_To do_
Return everything from the start of the records down to the line containing "45], [261, 42]]", inclusive, with each line copied unchanged.
☆ ☆ ☆ ☆
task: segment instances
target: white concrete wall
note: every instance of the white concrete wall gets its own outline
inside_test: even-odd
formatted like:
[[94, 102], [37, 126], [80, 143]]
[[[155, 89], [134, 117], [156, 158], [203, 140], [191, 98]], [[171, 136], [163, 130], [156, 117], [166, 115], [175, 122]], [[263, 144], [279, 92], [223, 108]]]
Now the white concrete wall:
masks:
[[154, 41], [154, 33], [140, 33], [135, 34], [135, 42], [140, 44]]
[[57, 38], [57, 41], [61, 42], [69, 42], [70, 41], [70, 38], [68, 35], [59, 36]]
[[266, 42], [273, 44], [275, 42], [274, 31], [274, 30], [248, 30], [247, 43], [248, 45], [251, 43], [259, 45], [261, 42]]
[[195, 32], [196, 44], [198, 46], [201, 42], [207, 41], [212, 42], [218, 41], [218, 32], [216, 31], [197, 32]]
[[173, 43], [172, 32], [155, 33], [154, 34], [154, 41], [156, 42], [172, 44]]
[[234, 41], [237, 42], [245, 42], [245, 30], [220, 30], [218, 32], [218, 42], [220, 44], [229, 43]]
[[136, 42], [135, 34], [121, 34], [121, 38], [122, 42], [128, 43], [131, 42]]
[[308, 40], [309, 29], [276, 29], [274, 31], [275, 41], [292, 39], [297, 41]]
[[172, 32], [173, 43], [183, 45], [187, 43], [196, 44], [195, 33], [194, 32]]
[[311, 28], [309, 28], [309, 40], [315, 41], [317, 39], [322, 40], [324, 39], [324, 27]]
☆ ☆ ☆ ☆
_Result of this exercise_
task: segment instances
target: white concrete wall
note: every instance of the white concrete wall gets its own outline
inside_test: even-odd
formatted like:
[[94, 102], [37, 126], [80, 143]]
[[[155, 89], [134, 117], [156, 158], [203, 140], [191, 98]], [[171, 136], [163, 130], [156, 117], [166, 115], [175, 122]], [[263, 144], [279, 92], [223, 108]]]
Now the white concrete wall:
masks:
[[154, 41], [154, 33], [140, 33], [135, 34], [135, 42], [140, 44]]
[[57, 38], [57, 41], [61, 42], [69, 42], [70, 41], [70, 38], [68, 35], [59, 36]]
[[266, 42], [273, 44], [275, 42], [274, 31], [274, 30], [248, 30], [247, 43], [248, 45], [251, 43], [259, 45], [261, 42]]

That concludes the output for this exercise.